**Instructions for the task**
Copy the records below in full, starting with the line that contains "For the evaluation set, point out every instance of the hedge" and going on through the line that contains "point(272, 289)", and offset every coordinate in the answers by -9.
▼▼▼
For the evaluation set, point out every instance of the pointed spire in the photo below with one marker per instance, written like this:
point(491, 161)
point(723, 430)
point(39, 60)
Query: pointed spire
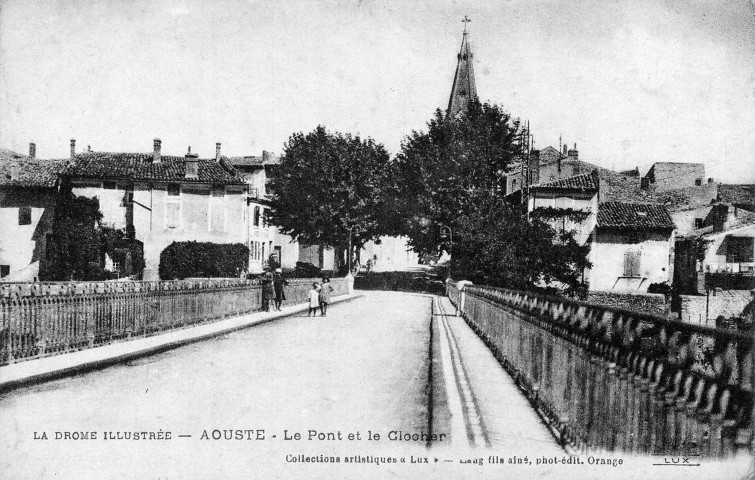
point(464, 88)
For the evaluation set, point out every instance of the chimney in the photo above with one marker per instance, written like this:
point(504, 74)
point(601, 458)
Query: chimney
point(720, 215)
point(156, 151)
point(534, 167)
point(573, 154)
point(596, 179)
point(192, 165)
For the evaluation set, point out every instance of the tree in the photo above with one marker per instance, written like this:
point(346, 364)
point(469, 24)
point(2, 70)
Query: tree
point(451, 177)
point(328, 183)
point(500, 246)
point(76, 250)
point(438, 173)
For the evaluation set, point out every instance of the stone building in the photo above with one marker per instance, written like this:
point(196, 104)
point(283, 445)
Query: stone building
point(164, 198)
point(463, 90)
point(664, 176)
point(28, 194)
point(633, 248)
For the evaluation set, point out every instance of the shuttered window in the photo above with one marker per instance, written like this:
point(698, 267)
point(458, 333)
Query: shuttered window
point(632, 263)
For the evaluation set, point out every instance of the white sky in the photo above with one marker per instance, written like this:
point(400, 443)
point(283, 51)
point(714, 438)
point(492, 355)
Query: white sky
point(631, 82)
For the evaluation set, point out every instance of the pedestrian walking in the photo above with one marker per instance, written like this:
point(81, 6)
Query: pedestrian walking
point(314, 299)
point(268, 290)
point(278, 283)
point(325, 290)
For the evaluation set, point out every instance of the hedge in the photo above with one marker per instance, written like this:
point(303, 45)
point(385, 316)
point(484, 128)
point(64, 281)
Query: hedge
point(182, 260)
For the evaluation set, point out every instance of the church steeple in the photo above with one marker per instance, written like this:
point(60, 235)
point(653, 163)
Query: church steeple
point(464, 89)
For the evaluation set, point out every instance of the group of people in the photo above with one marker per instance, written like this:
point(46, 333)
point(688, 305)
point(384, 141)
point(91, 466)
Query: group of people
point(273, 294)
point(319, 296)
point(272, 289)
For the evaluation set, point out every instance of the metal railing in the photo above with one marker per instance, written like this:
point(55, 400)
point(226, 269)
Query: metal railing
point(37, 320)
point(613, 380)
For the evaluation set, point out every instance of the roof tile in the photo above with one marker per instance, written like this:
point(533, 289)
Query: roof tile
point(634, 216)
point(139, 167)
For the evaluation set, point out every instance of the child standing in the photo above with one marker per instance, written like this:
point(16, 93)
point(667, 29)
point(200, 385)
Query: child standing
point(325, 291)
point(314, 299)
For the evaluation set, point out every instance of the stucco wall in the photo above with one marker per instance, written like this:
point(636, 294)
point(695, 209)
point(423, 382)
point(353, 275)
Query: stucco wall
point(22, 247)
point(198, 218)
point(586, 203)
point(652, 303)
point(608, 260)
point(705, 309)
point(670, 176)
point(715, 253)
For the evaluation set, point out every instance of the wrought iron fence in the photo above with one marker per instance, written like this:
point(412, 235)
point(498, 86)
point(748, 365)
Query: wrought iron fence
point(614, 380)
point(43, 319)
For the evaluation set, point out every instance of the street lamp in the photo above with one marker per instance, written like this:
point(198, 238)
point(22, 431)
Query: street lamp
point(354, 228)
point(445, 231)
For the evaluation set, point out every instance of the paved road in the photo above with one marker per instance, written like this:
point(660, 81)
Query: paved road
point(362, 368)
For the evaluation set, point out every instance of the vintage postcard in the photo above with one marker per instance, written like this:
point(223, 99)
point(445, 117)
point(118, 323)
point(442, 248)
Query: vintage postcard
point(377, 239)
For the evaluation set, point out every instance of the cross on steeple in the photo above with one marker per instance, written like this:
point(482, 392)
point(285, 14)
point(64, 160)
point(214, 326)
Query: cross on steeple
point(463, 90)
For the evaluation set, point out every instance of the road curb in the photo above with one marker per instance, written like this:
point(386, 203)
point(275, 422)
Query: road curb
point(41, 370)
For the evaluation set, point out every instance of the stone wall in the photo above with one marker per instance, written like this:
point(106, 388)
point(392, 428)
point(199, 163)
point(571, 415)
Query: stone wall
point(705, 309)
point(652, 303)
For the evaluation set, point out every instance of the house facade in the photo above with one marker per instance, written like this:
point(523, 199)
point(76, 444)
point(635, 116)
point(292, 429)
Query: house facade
▲▲▲
**Solution to this problem**
For the evaluation set, point out every instance of the hedge in the photo above with one marker per instance, written like this:
point(303, 45)
point(385, 316)
point(484, 128)
point(64, 281)
Query: hedge
point(173, 251)
For the evaluation set, point out every instance of the church steeple in the photo above with one marker per instance, written like this:
point(60, 235)
point(653, 163)
Query: church steeple
point(455, 80)
For the evaluation set, point out every instance of the group of people in the photo above with one marker per instance, written like this:
point(46, 333)
point(688, 305)
point(384, 141)
point(91, 466)
Query: group of people
point(264, 285)
point(310, 287)
point(263, 280)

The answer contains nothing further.